Starting at the line containing "For the evaluation set, point out every instance of the fern" and running through the end of the records, reproduce those lines with "fern frond" substituted by "palm leaf" and everything else left the same.

Given records:
--
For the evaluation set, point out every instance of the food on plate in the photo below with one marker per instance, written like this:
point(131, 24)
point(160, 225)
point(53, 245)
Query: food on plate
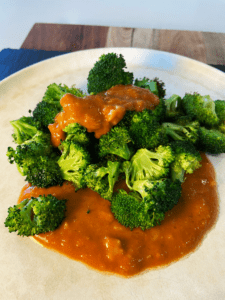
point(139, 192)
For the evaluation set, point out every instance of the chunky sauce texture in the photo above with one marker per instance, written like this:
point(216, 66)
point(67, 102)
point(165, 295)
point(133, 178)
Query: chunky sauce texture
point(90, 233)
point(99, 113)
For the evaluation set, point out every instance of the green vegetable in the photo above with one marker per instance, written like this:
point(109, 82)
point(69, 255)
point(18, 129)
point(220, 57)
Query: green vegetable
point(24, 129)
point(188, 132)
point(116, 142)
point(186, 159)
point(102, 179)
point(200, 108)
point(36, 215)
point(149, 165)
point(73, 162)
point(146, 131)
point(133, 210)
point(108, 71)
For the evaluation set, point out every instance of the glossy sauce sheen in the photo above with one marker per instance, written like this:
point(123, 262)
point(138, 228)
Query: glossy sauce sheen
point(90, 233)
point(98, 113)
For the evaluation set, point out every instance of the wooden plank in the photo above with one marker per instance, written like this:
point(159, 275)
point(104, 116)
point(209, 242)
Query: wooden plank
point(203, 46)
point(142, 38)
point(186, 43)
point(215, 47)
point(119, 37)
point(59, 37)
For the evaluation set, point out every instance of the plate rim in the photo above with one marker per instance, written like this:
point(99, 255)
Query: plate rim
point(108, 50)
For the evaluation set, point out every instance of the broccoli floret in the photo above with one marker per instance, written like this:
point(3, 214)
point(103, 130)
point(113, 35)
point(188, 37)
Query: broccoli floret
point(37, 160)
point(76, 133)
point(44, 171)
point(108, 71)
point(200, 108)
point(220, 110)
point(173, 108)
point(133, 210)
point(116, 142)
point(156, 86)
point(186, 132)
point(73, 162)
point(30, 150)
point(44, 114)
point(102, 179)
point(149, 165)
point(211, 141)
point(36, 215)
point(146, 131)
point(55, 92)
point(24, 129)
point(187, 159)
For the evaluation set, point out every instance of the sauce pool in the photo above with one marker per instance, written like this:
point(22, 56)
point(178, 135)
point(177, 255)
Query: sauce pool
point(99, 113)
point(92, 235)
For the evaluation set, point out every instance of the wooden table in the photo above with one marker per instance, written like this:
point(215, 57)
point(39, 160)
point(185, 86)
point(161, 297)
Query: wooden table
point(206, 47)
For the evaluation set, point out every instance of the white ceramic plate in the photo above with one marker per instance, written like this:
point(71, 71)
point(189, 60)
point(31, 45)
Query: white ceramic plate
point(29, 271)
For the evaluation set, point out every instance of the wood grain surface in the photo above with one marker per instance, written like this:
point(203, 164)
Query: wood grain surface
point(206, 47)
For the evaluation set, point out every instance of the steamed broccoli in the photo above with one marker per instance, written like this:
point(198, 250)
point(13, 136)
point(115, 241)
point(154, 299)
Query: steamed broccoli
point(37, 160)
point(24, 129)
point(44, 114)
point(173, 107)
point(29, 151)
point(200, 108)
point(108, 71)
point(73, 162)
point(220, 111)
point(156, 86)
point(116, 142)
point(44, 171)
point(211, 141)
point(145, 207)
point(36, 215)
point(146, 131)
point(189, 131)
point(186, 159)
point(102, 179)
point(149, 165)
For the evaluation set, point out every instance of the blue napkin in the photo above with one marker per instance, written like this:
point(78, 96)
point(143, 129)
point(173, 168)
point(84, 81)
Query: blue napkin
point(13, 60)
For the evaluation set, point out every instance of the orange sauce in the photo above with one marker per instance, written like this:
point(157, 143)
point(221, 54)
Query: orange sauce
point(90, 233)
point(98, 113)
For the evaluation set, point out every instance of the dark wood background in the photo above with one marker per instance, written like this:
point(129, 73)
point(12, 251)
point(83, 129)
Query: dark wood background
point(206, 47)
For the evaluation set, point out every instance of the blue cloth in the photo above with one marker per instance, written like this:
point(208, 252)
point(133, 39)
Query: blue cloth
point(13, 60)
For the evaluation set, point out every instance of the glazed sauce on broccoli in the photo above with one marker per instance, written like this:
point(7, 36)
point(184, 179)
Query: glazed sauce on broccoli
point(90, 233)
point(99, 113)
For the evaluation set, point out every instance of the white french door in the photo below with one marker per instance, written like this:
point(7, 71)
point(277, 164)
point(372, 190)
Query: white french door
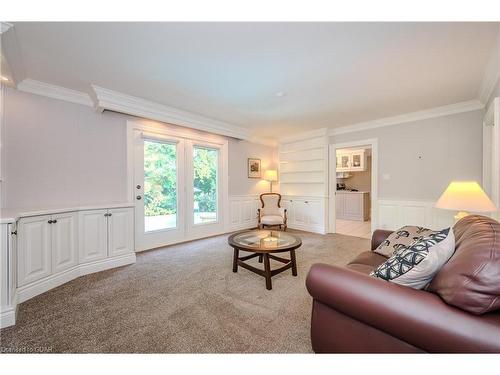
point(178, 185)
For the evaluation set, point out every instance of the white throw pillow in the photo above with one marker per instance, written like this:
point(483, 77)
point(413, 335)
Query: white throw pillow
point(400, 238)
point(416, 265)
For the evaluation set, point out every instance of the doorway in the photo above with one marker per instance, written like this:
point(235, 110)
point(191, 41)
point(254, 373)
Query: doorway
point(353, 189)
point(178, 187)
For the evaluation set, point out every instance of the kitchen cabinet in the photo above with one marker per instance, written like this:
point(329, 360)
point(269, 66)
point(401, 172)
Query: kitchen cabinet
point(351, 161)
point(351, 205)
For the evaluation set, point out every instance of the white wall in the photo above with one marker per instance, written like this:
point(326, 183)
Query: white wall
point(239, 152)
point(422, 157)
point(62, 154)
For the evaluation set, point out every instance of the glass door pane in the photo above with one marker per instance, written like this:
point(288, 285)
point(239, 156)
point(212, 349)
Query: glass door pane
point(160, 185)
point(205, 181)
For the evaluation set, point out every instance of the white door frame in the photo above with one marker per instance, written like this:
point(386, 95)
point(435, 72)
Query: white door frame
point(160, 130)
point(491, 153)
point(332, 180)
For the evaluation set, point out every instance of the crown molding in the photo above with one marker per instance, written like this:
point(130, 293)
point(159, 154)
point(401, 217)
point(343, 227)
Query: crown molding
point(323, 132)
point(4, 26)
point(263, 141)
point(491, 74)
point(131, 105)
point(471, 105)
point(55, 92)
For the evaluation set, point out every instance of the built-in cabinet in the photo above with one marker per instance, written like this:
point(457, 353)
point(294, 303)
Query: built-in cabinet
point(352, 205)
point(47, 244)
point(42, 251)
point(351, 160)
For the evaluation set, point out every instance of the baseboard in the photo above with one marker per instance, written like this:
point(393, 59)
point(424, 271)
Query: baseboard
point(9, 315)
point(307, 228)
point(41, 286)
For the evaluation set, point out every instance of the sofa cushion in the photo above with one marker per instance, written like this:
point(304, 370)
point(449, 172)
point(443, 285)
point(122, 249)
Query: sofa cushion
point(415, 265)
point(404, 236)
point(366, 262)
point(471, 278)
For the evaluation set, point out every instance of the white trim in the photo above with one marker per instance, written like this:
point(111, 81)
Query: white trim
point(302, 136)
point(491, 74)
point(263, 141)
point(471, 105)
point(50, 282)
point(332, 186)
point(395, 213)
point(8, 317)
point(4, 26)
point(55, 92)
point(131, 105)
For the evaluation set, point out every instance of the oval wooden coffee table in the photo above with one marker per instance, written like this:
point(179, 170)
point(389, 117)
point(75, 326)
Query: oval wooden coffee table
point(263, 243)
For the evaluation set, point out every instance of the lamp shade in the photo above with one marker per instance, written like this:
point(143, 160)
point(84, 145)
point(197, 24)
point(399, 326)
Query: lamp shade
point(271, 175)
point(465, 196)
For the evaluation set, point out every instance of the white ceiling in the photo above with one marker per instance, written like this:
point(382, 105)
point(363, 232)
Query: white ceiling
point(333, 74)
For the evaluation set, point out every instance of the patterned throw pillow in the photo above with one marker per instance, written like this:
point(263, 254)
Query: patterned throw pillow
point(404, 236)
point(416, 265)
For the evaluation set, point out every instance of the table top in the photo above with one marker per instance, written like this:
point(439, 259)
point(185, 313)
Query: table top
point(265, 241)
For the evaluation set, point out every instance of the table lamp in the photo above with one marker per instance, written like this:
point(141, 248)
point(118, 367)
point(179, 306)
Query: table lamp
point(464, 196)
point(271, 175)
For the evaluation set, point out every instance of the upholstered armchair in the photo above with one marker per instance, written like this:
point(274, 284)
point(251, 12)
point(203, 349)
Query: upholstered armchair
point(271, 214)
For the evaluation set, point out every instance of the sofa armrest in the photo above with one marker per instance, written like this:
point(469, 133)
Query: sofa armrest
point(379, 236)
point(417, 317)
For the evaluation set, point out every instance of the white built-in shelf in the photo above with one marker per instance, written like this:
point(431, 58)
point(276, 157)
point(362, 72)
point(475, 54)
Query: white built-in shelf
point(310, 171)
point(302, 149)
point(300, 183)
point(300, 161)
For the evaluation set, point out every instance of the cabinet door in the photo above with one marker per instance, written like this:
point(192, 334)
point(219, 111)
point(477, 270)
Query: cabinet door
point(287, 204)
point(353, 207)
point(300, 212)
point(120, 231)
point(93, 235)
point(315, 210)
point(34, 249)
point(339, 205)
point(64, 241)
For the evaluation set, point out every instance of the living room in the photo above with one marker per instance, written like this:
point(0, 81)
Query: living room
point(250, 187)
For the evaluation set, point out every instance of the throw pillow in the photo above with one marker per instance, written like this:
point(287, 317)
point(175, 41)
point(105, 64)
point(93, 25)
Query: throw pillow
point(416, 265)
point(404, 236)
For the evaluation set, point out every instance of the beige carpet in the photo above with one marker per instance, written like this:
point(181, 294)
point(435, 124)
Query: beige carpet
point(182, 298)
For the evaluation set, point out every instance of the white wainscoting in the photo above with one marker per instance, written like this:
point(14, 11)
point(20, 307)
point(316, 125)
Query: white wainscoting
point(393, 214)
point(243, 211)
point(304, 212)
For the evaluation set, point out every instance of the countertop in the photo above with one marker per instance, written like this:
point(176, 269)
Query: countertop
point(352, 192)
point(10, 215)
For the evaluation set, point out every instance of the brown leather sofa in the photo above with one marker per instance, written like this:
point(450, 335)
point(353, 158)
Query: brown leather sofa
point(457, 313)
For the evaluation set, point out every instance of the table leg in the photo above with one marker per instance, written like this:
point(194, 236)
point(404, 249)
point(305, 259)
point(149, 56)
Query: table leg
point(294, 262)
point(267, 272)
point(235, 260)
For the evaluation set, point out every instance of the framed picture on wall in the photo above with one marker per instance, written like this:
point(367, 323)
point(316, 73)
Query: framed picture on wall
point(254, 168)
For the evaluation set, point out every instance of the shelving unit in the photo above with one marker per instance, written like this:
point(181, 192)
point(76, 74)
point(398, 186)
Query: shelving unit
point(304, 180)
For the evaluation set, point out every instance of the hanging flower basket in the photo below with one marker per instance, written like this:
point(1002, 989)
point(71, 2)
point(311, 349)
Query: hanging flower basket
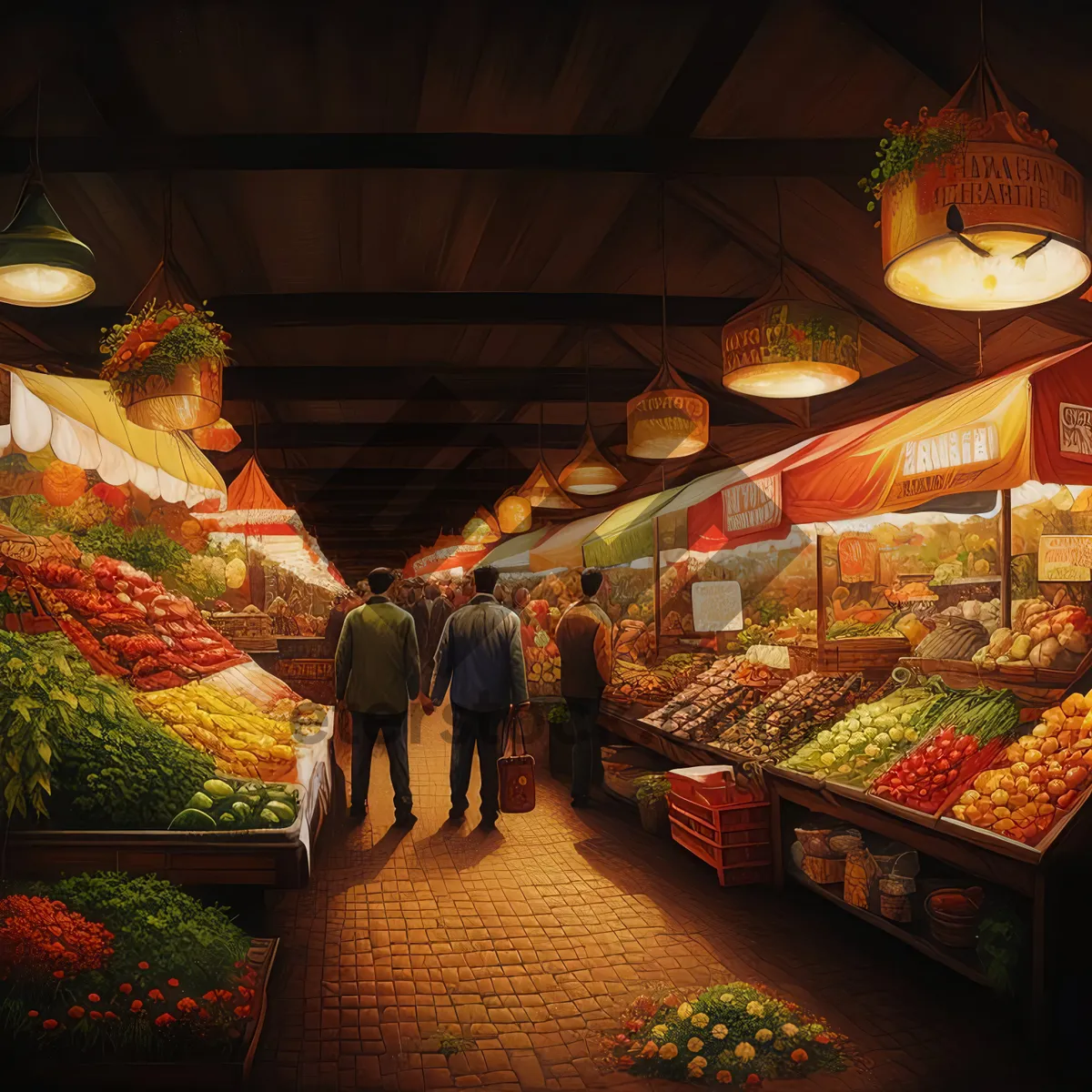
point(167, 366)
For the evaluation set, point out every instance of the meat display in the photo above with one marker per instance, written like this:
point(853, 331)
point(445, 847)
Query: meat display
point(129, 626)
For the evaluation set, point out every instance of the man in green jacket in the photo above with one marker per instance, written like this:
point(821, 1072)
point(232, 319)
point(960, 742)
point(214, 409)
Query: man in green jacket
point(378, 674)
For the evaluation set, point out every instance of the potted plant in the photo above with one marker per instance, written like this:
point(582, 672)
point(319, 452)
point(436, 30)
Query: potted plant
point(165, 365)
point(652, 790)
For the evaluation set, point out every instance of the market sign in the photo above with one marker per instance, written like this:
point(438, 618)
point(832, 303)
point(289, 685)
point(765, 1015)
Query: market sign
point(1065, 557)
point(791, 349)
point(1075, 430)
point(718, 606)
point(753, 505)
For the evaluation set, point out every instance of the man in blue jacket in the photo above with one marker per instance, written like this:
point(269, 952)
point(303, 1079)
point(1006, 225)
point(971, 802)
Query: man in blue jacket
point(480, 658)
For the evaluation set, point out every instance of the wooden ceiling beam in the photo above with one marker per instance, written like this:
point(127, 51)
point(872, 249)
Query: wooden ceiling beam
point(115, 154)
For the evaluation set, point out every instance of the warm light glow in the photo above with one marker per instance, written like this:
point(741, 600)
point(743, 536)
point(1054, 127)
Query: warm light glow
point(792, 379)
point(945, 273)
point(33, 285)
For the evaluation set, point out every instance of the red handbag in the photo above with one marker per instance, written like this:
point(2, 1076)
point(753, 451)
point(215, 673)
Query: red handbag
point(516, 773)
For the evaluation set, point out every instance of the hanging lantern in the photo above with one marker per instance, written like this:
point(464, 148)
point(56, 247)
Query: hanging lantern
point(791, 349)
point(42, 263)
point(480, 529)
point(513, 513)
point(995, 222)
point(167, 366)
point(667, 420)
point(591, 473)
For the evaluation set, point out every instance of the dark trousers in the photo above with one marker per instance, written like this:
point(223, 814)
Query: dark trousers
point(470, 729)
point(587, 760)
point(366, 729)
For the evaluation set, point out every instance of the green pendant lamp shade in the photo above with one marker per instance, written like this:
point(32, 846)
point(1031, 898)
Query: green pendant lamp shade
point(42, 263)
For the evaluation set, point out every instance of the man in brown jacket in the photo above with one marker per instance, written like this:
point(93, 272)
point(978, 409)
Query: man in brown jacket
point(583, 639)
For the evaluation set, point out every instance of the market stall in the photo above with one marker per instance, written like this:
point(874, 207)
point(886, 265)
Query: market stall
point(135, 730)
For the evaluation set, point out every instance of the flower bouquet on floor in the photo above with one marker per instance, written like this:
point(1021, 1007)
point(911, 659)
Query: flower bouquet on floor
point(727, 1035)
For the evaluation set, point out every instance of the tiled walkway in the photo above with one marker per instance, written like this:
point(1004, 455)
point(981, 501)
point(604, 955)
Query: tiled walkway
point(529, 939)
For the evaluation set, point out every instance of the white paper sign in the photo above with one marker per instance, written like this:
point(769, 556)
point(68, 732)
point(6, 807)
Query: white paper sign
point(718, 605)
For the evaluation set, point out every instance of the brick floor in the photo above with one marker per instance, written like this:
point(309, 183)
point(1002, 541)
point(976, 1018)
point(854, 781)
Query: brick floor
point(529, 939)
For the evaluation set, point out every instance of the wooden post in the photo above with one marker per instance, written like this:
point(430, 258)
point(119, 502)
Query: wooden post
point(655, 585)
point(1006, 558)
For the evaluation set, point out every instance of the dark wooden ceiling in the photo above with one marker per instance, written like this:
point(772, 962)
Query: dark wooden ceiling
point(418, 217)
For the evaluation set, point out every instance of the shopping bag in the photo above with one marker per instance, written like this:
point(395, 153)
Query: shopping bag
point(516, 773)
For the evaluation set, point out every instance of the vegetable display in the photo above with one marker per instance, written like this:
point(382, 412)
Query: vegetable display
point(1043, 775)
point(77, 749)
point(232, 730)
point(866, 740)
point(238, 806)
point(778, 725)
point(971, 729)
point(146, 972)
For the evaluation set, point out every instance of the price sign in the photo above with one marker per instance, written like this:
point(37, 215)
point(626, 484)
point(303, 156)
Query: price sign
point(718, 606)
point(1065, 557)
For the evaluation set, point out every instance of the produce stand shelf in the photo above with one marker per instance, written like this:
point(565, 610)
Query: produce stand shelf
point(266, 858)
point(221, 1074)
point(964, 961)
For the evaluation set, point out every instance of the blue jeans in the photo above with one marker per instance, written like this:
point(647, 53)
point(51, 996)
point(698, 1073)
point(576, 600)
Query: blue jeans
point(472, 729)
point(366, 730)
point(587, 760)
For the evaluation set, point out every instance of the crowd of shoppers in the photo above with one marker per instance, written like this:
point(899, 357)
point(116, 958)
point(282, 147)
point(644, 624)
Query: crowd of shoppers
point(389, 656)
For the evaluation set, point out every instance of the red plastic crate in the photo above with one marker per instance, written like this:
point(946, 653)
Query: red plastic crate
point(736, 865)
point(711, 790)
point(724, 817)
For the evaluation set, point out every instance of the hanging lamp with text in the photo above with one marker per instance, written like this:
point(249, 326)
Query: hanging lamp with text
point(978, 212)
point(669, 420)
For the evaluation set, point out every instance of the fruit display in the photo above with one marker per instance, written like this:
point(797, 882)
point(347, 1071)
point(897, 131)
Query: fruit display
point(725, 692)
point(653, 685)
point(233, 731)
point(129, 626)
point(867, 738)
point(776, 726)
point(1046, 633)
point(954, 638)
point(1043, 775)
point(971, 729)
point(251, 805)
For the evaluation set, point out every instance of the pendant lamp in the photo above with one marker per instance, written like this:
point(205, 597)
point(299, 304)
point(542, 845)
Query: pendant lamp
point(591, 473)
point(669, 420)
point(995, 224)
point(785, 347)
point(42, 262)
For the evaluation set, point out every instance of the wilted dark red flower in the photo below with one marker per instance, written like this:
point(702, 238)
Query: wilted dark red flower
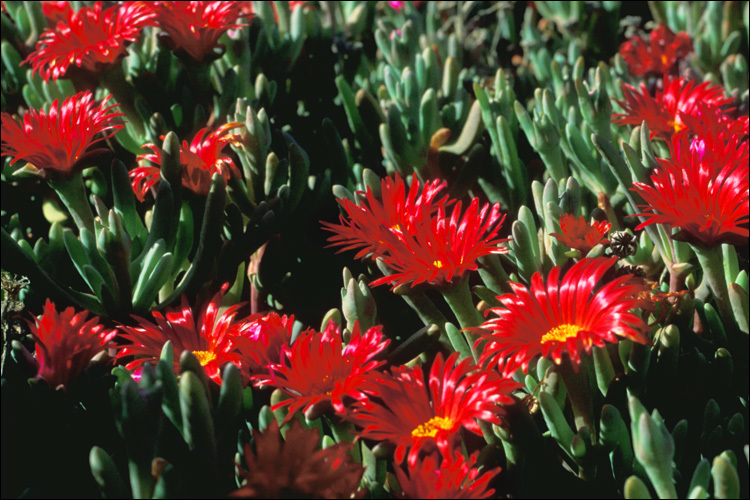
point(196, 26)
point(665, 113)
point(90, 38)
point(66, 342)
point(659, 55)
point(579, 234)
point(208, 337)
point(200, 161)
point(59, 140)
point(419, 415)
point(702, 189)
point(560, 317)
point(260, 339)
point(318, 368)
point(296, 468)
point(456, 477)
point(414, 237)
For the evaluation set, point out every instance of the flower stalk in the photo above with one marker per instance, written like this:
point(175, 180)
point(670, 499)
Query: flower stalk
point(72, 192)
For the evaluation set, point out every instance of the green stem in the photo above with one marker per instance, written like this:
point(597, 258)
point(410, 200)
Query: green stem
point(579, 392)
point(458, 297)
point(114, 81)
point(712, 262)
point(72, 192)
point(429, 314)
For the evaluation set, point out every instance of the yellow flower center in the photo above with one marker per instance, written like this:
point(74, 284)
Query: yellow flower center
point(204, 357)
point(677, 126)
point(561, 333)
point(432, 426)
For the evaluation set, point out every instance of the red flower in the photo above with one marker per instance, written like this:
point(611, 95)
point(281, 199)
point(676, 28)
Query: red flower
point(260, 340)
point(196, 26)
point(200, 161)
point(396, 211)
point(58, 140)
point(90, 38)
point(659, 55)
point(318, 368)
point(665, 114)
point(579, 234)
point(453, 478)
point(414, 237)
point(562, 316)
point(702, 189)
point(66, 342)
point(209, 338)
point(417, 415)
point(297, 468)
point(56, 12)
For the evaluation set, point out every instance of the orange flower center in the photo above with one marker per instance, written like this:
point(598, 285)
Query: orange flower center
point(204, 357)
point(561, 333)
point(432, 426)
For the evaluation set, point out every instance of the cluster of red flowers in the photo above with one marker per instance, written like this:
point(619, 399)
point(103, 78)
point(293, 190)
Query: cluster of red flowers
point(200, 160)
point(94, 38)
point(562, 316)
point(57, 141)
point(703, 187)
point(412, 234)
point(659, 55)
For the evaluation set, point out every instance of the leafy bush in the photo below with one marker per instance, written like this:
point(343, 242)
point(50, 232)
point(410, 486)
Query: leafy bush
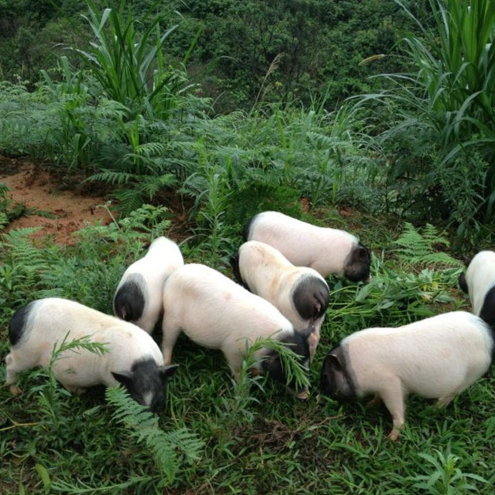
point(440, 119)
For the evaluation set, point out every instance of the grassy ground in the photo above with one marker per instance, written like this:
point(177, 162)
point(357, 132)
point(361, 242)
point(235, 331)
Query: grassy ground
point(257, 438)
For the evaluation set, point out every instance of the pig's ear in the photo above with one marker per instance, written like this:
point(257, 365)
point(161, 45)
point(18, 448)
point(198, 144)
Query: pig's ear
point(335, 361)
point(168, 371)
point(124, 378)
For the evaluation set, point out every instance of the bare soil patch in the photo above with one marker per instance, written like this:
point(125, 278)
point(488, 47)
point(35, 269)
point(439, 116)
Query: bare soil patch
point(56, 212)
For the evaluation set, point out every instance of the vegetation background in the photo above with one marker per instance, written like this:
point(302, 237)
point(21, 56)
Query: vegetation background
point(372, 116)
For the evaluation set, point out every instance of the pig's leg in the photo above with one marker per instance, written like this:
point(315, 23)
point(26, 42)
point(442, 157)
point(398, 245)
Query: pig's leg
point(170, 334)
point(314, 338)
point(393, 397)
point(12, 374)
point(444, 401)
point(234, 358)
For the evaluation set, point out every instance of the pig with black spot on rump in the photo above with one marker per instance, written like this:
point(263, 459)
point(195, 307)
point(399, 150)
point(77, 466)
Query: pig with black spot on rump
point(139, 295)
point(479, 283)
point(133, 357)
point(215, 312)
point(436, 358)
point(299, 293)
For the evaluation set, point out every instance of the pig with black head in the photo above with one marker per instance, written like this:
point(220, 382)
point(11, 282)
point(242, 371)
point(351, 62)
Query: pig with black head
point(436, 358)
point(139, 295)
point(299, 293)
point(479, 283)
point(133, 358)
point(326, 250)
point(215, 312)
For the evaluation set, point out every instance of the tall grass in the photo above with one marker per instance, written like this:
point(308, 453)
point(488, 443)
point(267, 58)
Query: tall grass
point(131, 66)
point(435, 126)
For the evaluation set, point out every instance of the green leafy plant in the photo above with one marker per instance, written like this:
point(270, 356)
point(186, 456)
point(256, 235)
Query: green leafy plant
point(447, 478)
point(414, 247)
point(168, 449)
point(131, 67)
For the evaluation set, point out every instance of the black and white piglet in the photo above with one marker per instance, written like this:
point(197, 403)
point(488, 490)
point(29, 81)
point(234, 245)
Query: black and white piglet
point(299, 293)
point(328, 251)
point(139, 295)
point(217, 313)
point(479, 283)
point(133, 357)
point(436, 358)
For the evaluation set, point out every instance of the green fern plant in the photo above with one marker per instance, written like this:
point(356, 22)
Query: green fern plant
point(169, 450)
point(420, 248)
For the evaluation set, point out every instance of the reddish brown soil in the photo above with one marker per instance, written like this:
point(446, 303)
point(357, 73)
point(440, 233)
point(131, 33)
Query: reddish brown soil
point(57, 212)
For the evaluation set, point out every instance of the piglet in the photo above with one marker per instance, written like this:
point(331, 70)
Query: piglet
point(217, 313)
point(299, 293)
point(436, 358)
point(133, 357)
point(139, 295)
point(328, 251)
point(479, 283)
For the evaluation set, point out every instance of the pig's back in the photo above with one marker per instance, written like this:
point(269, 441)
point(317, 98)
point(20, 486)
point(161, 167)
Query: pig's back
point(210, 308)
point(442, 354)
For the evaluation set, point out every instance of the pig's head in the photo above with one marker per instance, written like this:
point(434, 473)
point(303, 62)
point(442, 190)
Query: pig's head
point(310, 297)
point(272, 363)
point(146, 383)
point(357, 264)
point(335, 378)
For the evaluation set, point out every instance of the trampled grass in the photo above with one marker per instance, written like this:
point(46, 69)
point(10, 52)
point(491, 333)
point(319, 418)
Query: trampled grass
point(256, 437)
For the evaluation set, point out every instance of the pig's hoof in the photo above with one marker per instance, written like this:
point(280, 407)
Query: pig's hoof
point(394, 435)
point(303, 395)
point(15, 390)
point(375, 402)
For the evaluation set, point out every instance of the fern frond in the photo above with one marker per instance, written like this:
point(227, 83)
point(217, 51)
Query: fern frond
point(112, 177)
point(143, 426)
--
Completed exercise:
For the evaluation set, point out every instance of the palm leaf in the photo above with one marker per instance, written like this:
point(227, 83)
point(217, 51)
Query: palm leaf
point(112, 177)
point(143, 426)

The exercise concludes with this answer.